>> begin
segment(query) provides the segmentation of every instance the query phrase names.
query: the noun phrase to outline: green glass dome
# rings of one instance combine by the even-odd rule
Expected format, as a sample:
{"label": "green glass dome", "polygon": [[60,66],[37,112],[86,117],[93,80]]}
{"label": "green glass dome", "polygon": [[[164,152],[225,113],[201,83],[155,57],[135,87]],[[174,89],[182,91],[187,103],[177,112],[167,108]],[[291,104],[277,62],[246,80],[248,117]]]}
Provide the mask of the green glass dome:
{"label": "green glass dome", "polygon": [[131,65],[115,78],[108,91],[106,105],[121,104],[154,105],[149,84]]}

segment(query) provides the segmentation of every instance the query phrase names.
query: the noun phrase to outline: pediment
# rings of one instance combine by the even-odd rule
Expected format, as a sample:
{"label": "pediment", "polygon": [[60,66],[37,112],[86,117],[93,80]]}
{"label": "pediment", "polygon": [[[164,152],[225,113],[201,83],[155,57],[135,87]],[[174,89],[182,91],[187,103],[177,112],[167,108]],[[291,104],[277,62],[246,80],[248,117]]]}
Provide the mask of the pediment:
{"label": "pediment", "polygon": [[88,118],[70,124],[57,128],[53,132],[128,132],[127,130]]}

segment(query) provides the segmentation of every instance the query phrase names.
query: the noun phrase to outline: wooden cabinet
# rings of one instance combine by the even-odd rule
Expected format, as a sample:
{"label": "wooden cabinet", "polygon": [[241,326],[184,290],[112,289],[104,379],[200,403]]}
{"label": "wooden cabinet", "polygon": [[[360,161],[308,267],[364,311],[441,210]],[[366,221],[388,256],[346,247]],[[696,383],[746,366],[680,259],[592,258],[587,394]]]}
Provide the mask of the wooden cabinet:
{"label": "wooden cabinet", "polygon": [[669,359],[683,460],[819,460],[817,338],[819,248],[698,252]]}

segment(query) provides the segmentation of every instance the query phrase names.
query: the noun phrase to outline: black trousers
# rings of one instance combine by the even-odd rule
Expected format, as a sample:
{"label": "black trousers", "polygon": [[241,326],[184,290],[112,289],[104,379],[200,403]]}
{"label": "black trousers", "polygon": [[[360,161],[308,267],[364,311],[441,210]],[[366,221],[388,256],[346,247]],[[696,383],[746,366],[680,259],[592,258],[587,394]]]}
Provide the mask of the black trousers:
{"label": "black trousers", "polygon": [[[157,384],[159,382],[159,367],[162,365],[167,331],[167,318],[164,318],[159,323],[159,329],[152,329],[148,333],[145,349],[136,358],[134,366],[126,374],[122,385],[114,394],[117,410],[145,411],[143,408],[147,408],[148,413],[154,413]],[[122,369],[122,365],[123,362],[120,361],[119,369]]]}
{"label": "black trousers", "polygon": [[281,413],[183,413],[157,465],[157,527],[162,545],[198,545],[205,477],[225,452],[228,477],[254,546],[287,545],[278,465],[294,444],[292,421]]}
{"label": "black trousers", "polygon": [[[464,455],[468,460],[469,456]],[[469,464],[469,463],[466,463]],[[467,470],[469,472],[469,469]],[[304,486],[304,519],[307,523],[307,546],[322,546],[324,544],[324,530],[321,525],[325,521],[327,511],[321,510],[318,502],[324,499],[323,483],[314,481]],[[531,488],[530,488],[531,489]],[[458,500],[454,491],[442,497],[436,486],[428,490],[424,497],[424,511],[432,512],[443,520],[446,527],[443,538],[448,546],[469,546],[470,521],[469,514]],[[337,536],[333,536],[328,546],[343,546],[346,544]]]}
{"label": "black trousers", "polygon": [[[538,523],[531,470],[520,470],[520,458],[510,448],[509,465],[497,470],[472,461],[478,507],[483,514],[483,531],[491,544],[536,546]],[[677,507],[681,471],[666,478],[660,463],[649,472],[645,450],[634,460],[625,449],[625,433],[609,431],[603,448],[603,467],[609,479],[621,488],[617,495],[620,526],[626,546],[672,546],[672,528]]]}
>> end
● **Requirement**
Copy the data word for word, from its first line through the line containing "Provide the mask of the green", including that line.

● **Problem solution**
segment(query) provides the segmentation of every instance the query phrase names.
query: the noun phrase to outline: green glass dome
# rings of one instance combine by the even-odd rule
Expected format, as a sample:
{"label": "green glass dome", "polygon": [[60,66],[37,112],[86,117],[93,80]]}
{"label": "green glass dome", "polygon": [[[164,152],[225,113],[201,83],[155,57],[135,87]],[[174,89],[182,91],[187,103],[177,112],[167,108]],[[291,104],[277,62],[246,80],[248,117]]]}
Provide the mask of the green glass dome:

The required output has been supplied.